(Bloco de texto)

Do ponto de vista administrativo, o Brasil é um país federado, organizado pela totalidade dos seus distintos entes: União, Estados, Distrito Federal e Municípios. Por sua vez, os municípios são divididos em distritos, sendo o distrito sede correspondente à cidade, ou seja, à área urbana do município. A organização da estrutura interna das cidades é regulamentada por Lei Municipal. De acordo com a Lei Municipal Nº 5.502 de 2008, que instituiu o III Plano Diretor de Pelotas, a área urbana do município organiza-se em Macrorregiões (ou Regiões Administrativas), Mesorregiões e Microrregiões, que correspondem ao que comumente são reconhecidos como os grandes bairros da cidade, sendo o perímetro urbano da cidade dividido em sete regiões administrativas: Centro, Fragata, Barragem, Três Vendas, Areal, São Gonçalo e Laranjal.

(Seção de dados)
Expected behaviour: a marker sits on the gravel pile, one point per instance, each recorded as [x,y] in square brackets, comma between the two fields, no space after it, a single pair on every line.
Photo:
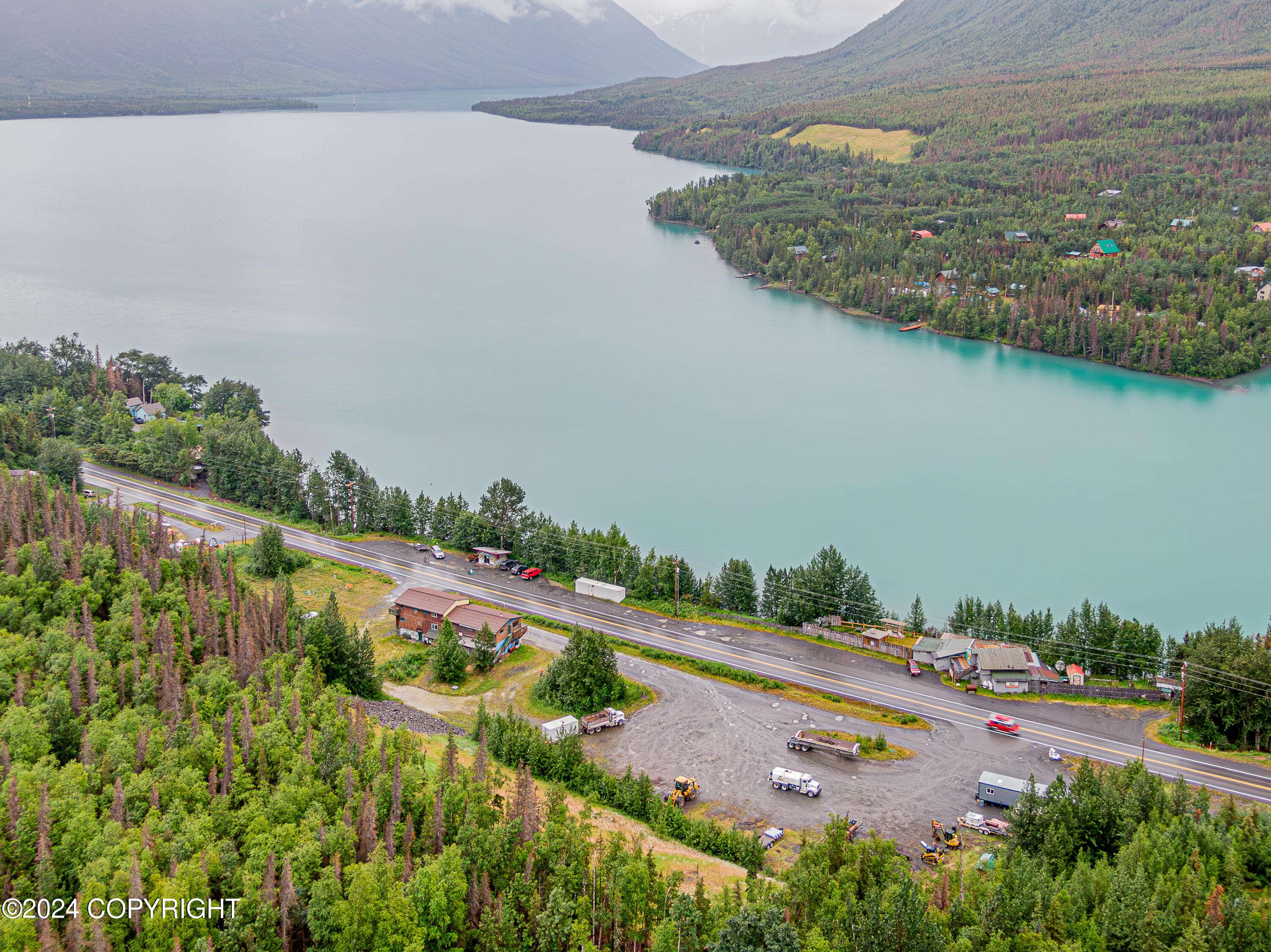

(Objetivo do exercício)
Responda às perguntas com base no texto sobre a organização administrativa de Pelotas.
(a) A que corresponde o distrito sede de um município?
(b) Qual lei instituiu o III Plano Diretor de Pelotas?
(c) Em quantas regiões administrativas está dividido o perímetro urbano da cidade?
O material foi retirado de outra fonte.

(Resposta)
(a) À cidade, ou seja, à área urbana do município.
(b) A Lei Municipal Nº 5.502 de 2008.
(c) Em sete.